## Verilen metin
+ + + +

Fakat ihracat yapılan makinaların teknoloji içeren parçalarında yerli üretim son 3-4 senede daha da azaldı

Ben teknoloji uretiyorum. Diger salaklarin durumu beni ilgilendirmiyor. Eger kuresel seviyede uretebiliyorsaniz, satarsiniz. Yazilim mod'una gecebilirsiniz, burada hammadde bilgidir, rekabet sansiniz daha rahat olacaktir.

ahmet dedi ki...

Sayın Anonim (makina ithalatçısı),

Görüşlerinizi benimle paylaştığınız için teşekkür ederim. Ancak çoğu yazımla ilişkili değil. Yine de elimden geldiğince cevaplamaya çalışacağım.

Zaman veya Yenisafak'tan bahsetmiyoruz. Sözkonusu olan Radikal. Gözü dönmüş bir şekilde CHP aleyhinde her türlü yalanı uydurabilecek gazete değil. Siz nasıl bulamadınız anlamadım. İşte şu adreste duruyor:

http://www.chp.org.tr/index.php?module=news&page=readmore&news_id=4054&sid=16073a4e4079d7e6b610c42ceeaf55d4

Sayfa çok uzun, biraz aşağılara inin, göreceksiniz. Elbette haberi yapan arkadas özet çıkarmış, bütün programı gazeteye basmasını bekleyemeyiz.

Hala CHP'yi eleştirirken beni 'gayrıciddi ve subjektif' buluyor musunuz ?

Sizi anliyorum aslinda. Sahip olduğumuz kültür, aldığımız eğitim bizi önce 'taraftar' yapıyor. Böyle bir ortamda insanları objektif degerlendirmeler yaptığınıza inandırmak kolay olmuyor. Ayrıca şunu da belirteyim: Sırf 'objektif' görüntü vermek adına kalkıp AKP'yi eleştirmek niyetinde de değilim. Geçmişte çok eleştirdim, bundan sonra da gerektiğinde eleştiririm.
Kompleksim yok.

Ben yirmi yıldır ARGE'de çalışıyorum. Kendimi ARGE emekçisi olarak görüyorum. 'Bugünlerde TL çok zayıfladı gidelim biraz ARGE yapalım' dendiğine hiç şahit olmadım.

+ + + +

## Girdi malzemesi
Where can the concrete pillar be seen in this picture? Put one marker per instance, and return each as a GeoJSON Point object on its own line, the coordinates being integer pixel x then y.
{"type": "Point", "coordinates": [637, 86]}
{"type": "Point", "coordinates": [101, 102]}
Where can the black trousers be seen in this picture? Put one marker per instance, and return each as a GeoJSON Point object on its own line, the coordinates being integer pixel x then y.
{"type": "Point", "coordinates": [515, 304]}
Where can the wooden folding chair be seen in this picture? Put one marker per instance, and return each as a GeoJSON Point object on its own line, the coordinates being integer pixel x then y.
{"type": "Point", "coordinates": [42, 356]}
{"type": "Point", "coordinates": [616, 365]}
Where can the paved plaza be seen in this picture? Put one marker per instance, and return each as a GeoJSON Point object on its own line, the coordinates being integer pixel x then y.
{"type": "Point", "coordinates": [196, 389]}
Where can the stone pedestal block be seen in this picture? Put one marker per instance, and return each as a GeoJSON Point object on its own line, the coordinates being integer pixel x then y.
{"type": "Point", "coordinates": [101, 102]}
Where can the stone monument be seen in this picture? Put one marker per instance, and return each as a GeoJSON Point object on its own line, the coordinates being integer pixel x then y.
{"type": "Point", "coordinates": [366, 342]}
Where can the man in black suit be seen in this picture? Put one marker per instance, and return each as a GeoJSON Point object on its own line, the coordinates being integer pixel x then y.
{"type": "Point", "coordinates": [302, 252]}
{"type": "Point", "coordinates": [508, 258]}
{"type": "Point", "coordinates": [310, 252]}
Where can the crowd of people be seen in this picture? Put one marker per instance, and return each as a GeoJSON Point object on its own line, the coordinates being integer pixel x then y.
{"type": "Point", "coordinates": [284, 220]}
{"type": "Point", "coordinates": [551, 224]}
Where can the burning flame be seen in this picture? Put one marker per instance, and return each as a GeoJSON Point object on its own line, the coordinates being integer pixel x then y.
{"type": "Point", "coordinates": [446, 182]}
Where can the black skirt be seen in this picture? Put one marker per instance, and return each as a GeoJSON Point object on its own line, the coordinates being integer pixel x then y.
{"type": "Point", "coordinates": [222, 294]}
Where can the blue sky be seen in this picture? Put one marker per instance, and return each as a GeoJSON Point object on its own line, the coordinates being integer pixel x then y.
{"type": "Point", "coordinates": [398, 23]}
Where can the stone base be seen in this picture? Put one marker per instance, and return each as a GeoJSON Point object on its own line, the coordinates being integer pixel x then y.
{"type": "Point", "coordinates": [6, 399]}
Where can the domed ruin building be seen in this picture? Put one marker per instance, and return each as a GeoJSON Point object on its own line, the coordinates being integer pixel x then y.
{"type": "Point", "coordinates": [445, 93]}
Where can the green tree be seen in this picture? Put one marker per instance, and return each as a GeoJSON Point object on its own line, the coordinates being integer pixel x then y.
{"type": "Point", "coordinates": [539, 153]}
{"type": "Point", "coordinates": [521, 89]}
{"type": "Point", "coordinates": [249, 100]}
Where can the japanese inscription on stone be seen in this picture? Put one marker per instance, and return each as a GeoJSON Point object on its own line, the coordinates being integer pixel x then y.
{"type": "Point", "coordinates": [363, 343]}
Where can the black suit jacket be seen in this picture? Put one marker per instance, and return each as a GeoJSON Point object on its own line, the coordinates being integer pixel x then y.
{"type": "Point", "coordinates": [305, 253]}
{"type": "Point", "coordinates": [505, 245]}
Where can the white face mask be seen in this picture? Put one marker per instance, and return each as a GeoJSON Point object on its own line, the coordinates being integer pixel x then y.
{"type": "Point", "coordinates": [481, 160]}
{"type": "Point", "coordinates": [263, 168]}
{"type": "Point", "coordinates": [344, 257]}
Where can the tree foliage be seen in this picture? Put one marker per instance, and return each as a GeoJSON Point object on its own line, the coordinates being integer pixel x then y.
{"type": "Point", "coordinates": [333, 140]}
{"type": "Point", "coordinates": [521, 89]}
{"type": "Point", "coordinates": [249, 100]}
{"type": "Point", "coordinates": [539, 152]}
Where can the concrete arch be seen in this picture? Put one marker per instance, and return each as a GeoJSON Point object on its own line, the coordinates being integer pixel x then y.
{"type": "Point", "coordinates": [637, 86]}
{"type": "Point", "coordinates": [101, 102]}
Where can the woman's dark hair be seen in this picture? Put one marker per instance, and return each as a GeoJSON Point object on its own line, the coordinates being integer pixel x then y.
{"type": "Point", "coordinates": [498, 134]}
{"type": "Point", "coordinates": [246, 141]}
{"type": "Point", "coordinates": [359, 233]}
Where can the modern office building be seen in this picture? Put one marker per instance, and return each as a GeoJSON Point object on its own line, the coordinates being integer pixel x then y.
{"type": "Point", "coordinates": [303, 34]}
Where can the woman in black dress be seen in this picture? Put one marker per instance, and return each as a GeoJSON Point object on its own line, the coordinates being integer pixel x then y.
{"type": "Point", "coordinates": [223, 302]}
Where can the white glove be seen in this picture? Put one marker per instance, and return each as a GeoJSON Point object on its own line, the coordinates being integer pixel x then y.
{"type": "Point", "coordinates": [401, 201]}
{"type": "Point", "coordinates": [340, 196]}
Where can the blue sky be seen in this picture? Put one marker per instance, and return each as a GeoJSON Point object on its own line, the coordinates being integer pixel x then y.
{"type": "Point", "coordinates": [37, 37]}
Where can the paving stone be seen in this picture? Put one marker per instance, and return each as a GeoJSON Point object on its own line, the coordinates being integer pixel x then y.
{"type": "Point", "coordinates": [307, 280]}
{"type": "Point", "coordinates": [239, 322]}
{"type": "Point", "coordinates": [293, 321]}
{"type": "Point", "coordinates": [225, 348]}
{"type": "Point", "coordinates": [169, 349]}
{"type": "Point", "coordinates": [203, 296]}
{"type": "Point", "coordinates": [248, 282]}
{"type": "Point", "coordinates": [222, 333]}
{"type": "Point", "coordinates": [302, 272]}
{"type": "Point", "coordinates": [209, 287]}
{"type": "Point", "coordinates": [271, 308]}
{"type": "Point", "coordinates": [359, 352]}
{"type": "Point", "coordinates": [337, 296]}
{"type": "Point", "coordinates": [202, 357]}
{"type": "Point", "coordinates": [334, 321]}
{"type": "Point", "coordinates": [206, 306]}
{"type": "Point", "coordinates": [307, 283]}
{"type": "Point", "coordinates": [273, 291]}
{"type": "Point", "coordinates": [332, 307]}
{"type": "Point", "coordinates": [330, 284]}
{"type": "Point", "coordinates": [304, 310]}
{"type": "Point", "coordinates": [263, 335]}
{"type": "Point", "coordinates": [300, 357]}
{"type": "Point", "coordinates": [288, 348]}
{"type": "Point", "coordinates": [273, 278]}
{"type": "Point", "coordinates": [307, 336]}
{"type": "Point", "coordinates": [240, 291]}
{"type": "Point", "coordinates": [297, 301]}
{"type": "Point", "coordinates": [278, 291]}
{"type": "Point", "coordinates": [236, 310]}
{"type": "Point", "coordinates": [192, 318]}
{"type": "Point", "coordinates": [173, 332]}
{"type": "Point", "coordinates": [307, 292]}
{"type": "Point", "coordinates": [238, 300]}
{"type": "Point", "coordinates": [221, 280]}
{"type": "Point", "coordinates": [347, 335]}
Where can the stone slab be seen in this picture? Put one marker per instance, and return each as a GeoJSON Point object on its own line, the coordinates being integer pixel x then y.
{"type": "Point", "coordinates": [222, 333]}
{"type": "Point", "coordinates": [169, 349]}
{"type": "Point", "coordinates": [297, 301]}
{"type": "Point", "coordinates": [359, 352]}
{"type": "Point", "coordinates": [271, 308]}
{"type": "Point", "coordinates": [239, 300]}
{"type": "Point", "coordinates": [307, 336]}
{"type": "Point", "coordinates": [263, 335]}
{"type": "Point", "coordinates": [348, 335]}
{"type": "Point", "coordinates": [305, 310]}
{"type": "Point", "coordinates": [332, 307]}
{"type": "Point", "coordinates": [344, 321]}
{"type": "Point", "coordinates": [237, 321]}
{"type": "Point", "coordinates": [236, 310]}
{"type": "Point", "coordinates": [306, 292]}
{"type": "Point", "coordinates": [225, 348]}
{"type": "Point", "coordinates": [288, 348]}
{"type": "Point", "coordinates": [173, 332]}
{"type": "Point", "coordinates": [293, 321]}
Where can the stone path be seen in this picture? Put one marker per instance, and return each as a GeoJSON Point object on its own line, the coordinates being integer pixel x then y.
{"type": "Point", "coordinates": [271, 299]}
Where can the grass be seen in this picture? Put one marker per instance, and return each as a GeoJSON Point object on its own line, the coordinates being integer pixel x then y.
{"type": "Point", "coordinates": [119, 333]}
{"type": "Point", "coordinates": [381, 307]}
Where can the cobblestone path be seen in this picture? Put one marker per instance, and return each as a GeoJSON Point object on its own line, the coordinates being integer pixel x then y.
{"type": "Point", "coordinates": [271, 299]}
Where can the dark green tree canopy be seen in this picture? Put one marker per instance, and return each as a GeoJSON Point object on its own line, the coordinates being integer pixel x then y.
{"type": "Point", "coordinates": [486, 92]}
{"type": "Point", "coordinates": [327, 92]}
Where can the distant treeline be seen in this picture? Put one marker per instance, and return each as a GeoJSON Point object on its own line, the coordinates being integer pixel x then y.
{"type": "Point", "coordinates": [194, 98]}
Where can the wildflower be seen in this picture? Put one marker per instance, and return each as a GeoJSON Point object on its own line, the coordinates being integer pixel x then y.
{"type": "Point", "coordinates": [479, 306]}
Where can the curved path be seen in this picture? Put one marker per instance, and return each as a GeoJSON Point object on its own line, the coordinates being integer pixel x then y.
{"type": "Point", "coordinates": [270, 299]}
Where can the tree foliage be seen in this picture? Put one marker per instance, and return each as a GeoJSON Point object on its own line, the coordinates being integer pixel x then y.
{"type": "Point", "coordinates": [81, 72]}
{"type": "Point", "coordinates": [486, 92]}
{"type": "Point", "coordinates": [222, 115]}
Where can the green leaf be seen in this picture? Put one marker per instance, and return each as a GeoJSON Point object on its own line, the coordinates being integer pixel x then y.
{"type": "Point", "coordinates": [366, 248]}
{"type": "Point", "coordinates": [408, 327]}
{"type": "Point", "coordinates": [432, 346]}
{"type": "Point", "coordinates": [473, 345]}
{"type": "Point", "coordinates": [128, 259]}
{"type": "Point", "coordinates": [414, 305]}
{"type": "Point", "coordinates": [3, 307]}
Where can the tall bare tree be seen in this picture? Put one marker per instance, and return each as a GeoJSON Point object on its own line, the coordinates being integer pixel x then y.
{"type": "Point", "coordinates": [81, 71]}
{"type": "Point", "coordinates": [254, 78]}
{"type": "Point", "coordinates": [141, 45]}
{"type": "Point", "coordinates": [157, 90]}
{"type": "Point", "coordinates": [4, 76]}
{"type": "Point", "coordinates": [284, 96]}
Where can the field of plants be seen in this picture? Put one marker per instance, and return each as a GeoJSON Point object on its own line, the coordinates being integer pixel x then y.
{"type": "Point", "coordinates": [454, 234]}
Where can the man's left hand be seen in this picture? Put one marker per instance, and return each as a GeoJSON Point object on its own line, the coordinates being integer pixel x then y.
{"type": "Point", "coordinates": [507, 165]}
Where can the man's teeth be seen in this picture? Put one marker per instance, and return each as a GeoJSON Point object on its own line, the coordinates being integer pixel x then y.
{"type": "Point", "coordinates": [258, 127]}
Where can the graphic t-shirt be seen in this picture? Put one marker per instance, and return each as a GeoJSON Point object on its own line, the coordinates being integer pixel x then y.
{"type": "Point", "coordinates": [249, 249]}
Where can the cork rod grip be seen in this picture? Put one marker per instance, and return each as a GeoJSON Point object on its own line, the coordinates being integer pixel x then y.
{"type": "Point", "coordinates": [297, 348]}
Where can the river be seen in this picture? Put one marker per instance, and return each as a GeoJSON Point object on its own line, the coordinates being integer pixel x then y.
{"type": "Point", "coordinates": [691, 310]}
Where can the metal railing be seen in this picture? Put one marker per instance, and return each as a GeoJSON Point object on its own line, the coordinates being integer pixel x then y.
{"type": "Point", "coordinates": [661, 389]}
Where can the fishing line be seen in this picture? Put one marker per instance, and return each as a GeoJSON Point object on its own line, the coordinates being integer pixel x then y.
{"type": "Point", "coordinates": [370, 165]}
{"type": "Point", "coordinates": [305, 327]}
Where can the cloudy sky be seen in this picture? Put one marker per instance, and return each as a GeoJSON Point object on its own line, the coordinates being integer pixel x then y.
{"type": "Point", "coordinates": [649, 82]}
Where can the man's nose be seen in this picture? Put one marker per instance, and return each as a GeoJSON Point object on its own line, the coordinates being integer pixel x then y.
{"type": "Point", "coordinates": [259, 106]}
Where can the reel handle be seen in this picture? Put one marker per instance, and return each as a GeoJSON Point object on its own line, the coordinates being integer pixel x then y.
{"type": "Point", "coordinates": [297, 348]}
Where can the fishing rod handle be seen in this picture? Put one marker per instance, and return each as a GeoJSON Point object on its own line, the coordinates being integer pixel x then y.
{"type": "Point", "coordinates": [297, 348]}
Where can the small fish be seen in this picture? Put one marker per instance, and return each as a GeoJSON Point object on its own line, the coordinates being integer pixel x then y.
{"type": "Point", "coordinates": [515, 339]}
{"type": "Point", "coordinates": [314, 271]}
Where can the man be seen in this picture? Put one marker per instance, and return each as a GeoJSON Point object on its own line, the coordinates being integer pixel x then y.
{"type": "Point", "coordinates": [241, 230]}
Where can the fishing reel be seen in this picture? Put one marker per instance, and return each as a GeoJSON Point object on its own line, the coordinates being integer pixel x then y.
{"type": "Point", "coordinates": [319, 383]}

+ + + +

## Alıştırma görevleri
1. Listede "Where can the metal" ifadesini içeren satırdan başlayın ve listenin son satırında durun. Bu aralıktaki satırları, iki uçtakiler de dahil olmak üzere, hiç değiştirmeden tekrarlayın.
2. CHP eleştirisi ve Ar-Ge üzerine yazılmış yorumu, bittiği yerden itibaren sürdürün.

## Yanıtlar
1.
Where can the metal railing be seen in this picture? Put one marker per instance, and return each as a GeoJSON Point object on its own line, the coordinates being integer pixel x then y.
{"type": "Point", "coordinates": [661, 389]}
Where can the fishing line be seen in this picture? Put one marker per instance, and return each as a GeoJSON Point object on its own line, the coordinates being integer pixel x then y.
{"type": "Point", "coordinates": [370, 165]}
{"type": "Point", "coordinates": [305, 327]}
Where can the cloudy sky be seen in this picture? Put one marker per instance, and return each as a GeoJSON Point object on its own line, the coordinates being integer pixel x then y.
{"type": "Point", "coordinates": [649, 82]}
Where can the man's nose be seen in this picture? Put one marker per instance, and return each as a GeoJSON Point object on its own line, the coordinates being integer pixel x then y.
{"type": "Point", "coordinates": [259, 106]}
Where can the reel handle be seen in this picture? Put one marker per instance, and return each as a GeoJSON Point object on its own line, the coordinates being integer pixel x then y.
{"type": "Point", "coordinates": [297, 348]}
Where can the fishing rod handle be seen in this picture? Put one marker per instance, and return each as a GeoJSON Point object on its own line, the coordinates being integer pixel x then y.
{"type": "Point", "coordinates": [297, 348]}
Where can the small fish be seen in this picture? Put one marker per instance, and return each as a GeoJSON Point object on its own line, the coordinates being integer pixel x then y.
{"type": "Point", "coordinates": [515, 339]}
{"type": "Point", "coordinates": [314, 271]}
Where can the man be seen in this picture? Put one marker per instance, and return each as a GeoJSON Point object on its own line, the coordinates being integer pixel x then y.
{"type": "Point", "coordinates": [241, 230]}
Where can the fishing reel be seen in this picture? Put one marker per instance, and return each as a GeoJSON Point object on its own line, the coordinates being integer pixel x then y.
{"type": "Point", "coordinates": [319, 383]}

2.
Araştırma Geliştirme fonksiyonunu bu kadar hafife almamak gerekir.

Ikinci anonim arkadaş konuyu çok güzel bir sekilde özetlemiş. Eğer yalnızca Türkiye'ye satmayı planlıyorsanız ARGE yapmak kadar saçma bir şey olamaz. Ancak önünüze bütün düyayı koyduğunuz takdirde ARGE'nin anlamı olur (Hizmet sektörüne yönelik yazılım faaliyetlerini bir kenara koyuyorum).

Eğer dünyaya satıyorsanız Türkiye'ye de satarsınız. Yok eğer devletin destekleri veya yüksek gümrük tarifeleriyle yalnızca Türkiye'de tükebilecek bir şey ürettiriliyorsanız, sizin yaptığınız aslında ülkenin kaynaklarını boşa harcamaktır. Tecrübelerime dayanarak söylüyorum bu tür sürekli desteklerle ayakta tutulan firmalar hiç bir zaman gerçek anlamda rekabetçi olmayı öğrenemezler.

Hükümetin ulusal makine teknolojisini geliştirmeye karar verdiğini ve %30 gümrük koyduğunu düşünün. Bu makinalardan yatarlanarak üretim yapanların dünyada 'rekabetçi' olmalarına imkan var mıdır ?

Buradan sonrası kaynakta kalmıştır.